BRIEF -> Your task is to retype, exactly and only, the lines from the one containing "Please trace the" to the final line of the entries, leaving out all pictures.

[Stored data entries]
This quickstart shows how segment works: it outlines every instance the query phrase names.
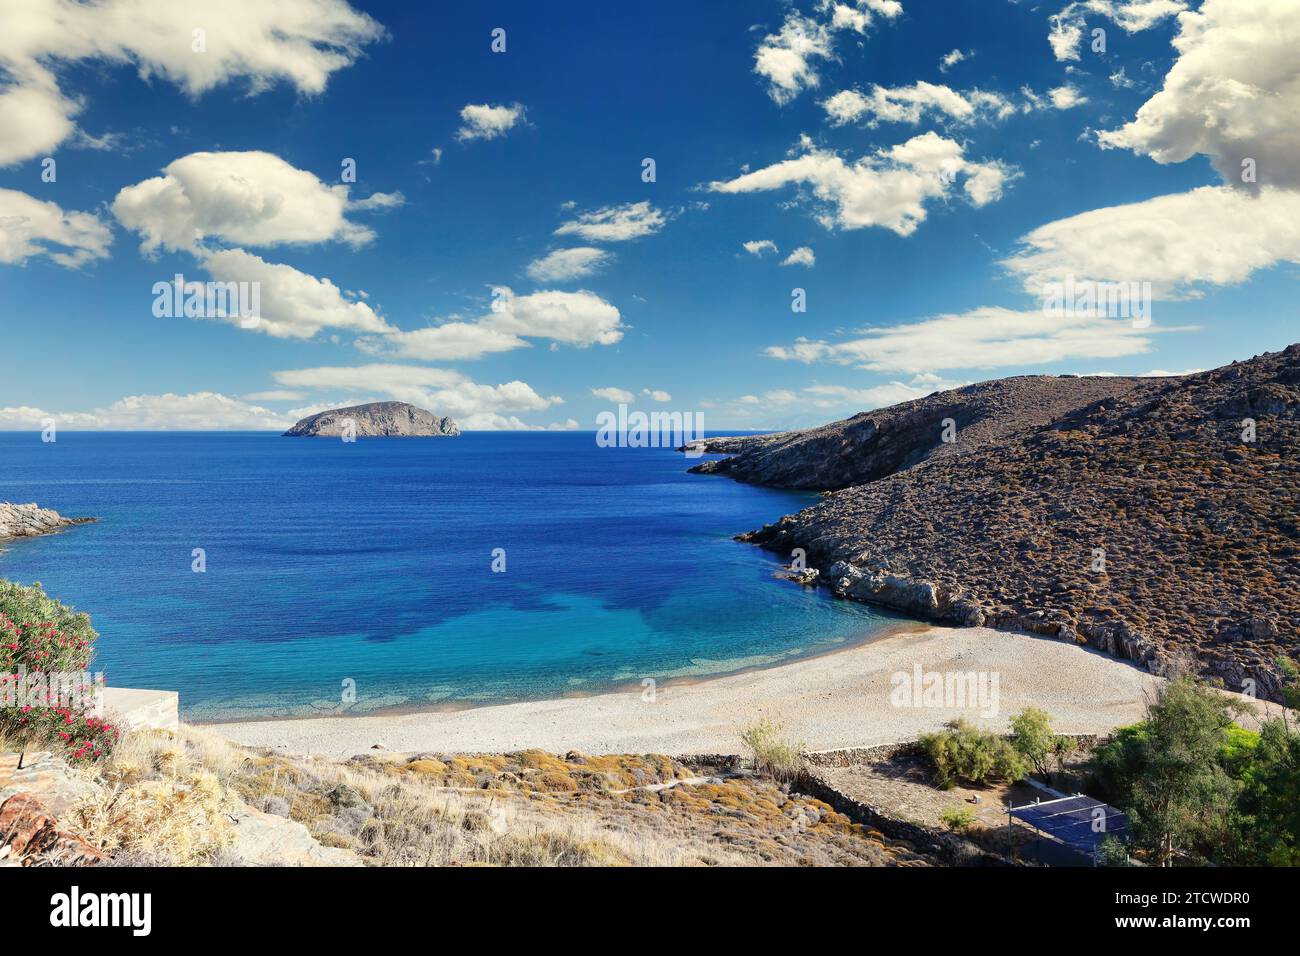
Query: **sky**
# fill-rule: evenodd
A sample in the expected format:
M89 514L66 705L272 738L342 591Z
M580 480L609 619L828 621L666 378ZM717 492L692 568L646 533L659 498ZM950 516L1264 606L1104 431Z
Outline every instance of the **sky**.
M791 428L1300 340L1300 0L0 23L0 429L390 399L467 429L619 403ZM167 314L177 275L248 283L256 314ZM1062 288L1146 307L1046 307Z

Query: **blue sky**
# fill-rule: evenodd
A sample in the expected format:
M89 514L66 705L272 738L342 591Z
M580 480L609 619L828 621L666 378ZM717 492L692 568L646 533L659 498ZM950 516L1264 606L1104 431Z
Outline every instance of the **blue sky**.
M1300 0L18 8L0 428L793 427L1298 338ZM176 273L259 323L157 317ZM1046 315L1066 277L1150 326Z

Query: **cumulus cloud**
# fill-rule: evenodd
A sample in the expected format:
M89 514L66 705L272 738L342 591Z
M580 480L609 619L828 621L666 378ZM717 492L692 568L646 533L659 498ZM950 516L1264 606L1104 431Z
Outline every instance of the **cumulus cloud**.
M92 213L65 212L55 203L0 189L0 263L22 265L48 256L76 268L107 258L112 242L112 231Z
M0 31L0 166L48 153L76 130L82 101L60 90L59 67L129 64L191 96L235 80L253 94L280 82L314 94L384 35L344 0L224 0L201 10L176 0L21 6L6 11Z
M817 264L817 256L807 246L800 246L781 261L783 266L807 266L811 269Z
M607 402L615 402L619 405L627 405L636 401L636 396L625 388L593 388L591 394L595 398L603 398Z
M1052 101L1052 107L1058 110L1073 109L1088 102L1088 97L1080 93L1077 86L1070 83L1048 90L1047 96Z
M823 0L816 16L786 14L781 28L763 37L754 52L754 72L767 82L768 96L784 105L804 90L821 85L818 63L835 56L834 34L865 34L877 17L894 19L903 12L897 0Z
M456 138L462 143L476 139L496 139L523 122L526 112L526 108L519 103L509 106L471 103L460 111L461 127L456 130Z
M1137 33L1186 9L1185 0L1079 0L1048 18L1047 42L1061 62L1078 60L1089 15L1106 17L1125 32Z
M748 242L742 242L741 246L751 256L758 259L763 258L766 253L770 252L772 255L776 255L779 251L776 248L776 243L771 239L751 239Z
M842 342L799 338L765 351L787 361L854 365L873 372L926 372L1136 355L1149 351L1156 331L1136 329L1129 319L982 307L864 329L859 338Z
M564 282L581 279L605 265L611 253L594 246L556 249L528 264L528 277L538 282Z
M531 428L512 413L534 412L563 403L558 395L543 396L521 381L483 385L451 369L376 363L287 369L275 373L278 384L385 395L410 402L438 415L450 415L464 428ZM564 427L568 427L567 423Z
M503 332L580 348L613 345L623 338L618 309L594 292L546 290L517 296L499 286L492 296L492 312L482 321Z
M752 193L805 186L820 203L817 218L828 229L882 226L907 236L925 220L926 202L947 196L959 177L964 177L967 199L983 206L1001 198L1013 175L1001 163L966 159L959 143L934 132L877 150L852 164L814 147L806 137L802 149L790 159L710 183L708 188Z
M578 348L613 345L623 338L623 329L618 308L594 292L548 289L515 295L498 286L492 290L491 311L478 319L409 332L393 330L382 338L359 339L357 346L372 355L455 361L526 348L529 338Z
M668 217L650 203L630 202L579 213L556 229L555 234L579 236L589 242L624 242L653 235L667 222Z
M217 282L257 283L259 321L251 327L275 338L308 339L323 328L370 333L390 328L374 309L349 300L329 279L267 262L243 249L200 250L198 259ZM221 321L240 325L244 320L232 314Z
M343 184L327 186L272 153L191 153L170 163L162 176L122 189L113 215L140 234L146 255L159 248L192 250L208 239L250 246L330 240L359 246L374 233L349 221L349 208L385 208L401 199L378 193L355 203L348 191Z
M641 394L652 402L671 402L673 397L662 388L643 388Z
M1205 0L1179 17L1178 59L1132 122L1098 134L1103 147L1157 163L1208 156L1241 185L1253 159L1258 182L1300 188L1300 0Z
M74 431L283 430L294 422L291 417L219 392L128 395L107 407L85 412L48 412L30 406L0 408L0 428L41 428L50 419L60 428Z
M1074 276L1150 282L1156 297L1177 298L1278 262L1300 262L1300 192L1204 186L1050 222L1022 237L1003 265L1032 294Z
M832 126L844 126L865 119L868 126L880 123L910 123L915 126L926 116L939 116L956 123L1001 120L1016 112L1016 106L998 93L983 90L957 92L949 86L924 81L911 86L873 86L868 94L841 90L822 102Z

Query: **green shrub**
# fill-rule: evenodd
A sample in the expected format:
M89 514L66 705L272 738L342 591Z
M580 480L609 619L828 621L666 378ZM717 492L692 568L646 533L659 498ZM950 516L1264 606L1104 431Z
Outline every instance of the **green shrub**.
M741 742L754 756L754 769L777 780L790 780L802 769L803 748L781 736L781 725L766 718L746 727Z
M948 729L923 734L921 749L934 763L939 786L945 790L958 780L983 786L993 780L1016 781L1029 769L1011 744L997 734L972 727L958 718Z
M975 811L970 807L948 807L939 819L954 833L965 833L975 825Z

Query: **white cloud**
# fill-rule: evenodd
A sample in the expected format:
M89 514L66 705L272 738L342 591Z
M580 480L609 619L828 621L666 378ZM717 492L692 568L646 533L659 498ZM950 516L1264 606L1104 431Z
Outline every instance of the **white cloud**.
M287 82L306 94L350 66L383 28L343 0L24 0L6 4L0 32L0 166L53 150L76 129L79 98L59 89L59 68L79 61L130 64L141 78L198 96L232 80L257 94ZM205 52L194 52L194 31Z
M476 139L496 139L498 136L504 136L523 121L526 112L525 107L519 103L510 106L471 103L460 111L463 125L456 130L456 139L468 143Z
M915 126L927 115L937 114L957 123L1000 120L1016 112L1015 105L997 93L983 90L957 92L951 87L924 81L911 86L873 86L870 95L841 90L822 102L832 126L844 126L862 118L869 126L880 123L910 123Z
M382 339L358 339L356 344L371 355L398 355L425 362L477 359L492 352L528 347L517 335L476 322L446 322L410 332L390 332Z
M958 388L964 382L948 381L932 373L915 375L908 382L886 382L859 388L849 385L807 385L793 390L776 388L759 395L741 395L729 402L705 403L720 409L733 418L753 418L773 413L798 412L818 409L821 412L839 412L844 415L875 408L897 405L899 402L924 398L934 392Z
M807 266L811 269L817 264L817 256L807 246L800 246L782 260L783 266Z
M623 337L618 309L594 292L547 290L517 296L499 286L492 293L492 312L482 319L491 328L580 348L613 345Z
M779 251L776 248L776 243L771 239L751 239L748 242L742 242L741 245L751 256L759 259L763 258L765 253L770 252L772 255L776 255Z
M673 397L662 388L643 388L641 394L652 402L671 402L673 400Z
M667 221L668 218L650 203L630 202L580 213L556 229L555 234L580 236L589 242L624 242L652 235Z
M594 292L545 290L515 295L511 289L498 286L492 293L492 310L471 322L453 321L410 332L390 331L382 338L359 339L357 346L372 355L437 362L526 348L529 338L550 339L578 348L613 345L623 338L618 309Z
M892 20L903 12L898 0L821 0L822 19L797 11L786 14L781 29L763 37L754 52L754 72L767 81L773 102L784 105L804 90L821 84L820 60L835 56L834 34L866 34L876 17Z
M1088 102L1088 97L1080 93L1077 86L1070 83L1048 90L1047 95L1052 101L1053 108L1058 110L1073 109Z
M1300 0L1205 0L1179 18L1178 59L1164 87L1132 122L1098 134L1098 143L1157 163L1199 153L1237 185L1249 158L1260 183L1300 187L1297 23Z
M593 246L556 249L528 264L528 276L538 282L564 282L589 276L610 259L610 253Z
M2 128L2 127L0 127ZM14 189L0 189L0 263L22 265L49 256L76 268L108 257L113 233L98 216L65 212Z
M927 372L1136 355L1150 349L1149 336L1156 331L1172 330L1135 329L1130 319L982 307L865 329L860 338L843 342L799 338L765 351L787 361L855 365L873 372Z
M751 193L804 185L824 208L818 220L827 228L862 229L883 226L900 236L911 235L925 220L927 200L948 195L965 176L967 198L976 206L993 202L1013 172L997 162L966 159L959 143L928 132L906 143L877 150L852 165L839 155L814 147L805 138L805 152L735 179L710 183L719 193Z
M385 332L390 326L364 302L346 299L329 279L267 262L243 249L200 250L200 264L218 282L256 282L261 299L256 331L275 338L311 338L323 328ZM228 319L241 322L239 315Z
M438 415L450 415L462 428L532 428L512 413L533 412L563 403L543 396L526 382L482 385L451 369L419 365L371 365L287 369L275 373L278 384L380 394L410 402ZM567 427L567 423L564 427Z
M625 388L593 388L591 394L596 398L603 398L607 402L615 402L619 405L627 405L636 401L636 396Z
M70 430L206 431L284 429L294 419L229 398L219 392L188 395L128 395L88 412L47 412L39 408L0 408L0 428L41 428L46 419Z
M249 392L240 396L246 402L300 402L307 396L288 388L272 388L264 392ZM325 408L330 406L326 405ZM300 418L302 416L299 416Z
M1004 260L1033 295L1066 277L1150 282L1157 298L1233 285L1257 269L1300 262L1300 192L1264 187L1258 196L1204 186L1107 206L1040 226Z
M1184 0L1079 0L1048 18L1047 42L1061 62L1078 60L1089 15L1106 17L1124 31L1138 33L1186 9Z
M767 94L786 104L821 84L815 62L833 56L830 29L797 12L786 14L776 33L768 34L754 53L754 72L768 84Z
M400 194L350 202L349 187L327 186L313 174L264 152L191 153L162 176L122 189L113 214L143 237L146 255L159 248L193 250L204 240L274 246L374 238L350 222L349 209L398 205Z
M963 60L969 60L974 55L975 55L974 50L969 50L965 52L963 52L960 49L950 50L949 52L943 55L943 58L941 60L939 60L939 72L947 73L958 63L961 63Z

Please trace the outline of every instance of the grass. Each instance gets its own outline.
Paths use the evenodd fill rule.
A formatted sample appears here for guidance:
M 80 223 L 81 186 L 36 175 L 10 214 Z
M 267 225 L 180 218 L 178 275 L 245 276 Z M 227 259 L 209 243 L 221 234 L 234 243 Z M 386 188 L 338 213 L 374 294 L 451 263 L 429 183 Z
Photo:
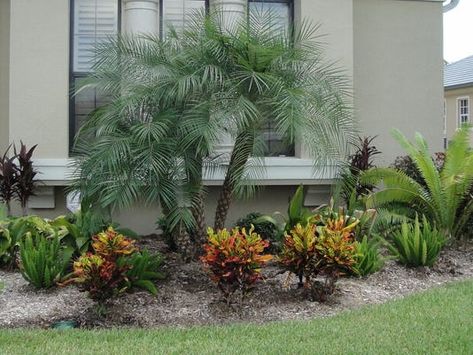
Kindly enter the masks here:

ANSWER BOX ->
Please trace the outline of every instance of the grass. Each instance gets its own outline.
Paths use the evenodd fill rule.
A formatted sample appears here for guidance:
M 80 223 L 81 186 L 36 175 L 10 214 Z
M 267 225 L 180 218 L 178 275 L 245 276 Z M 227 259 L 209 243 L 221 234 L 234 243 Z M 386 188 L 338 213 L 374 294 L 451 263 L 429 183 Z
Photo:
Kindly enter the masks here:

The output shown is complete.